* [Work to do]: Identify each line in the items below that contains the word "white", and copy those lines.

--- Raw data ---

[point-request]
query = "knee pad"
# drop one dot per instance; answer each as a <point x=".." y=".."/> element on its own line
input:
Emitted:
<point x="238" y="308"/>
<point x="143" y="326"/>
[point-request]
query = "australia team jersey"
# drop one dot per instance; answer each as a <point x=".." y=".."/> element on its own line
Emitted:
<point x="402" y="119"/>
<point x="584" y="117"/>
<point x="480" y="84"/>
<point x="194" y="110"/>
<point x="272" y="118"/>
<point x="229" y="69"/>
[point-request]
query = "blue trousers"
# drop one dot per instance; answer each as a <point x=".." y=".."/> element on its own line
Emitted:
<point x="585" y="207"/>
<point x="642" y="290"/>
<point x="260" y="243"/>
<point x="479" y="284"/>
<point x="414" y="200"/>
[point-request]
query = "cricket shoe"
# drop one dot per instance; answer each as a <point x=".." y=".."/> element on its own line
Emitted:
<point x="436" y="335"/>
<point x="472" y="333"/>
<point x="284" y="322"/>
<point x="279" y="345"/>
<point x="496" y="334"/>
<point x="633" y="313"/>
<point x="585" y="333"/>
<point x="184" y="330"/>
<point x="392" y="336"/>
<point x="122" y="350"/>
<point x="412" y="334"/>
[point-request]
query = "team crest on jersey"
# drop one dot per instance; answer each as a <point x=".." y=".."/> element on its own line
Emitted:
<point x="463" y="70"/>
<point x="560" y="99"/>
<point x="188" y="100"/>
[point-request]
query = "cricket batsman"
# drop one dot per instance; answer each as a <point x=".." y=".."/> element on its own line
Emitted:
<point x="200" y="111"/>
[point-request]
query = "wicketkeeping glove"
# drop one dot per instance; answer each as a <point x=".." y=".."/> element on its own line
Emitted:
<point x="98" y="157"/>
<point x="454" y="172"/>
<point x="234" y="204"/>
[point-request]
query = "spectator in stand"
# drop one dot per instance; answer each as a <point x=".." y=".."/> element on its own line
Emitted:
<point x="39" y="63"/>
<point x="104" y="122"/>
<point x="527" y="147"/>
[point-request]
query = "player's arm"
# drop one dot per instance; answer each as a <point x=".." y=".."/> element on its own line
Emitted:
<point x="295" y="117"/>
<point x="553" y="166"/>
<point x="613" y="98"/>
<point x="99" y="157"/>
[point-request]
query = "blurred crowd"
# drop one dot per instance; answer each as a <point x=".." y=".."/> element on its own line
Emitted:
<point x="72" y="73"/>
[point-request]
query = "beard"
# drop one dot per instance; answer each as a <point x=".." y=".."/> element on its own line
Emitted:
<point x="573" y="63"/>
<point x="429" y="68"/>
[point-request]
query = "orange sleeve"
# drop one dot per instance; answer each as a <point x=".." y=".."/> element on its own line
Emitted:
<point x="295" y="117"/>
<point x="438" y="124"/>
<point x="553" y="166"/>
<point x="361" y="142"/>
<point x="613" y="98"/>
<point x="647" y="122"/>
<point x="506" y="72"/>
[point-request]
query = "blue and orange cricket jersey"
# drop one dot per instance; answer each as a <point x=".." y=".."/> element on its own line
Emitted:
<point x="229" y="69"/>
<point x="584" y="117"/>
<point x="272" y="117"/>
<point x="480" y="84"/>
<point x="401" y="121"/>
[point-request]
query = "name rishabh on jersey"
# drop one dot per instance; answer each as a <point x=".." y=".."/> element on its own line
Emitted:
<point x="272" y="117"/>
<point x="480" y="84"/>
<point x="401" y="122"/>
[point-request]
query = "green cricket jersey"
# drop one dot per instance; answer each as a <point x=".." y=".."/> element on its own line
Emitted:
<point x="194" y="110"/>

---
--- Raw data ---

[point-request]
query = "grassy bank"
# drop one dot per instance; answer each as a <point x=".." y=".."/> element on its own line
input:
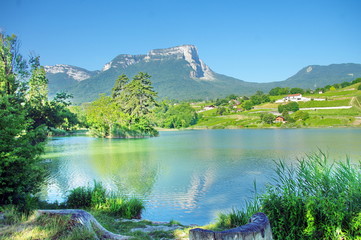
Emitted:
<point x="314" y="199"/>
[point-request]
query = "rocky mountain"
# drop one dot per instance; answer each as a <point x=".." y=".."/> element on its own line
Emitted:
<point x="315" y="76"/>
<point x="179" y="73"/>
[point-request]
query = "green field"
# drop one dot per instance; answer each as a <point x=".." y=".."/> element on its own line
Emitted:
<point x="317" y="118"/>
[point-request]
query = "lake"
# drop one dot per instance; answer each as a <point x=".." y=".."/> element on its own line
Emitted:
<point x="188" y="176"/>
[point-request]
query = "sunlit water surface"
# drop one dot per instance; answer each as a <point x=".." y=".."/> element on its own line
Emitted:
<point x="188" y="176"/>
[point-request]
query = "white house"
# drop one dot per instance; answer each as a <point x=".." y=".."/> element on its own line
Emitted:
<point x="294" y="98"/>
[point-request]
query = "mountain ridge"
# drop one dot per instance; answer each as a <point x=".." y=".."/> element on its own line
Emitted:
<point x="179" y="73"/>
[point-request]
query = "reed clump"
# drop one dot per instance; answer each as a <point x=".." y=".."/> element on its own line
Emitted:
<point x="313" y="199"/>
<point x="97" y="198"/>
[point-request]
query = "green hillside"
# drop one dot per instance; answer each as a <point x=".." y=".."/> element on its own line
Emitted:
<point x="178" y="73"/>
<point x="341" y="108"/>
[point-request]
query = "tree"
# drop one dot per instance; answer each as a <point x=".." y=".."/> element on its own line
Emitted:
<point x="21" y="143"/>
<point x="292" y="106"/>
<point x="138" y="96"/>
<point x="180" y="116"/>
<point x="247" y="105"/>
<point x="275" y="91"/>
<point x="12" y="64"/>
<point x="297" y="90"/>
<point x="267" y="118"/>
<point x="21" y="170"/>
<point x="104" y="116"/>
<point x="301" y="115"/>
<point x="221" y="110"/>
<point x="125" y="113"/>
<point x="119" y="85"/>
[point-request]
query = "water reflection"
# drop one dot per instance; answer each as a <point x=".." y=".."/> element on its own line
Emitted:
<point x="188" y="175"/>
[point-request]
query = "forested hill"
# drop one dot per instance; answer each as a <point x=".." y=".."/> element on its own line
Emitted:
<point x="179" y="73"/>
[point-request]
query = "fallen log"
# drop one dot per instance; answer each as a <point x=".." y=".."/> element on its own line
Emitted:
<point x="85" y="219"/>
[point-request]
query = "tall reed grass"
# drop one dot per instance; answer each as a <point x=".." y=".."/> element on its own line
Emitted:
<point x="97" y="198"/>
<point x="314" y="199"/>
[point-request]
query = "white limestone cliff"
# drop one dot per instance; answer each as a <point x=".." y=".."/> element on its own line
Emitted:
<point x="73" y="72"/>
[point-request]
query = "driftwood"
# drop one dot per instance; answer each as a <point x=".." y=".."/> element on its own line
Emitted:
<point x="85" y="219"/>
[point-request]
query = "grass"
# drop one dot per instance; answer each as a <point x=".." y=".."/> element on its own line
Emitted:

---

* [Answer for this exercise]:
query = "white house"
query = "white limestone cliff"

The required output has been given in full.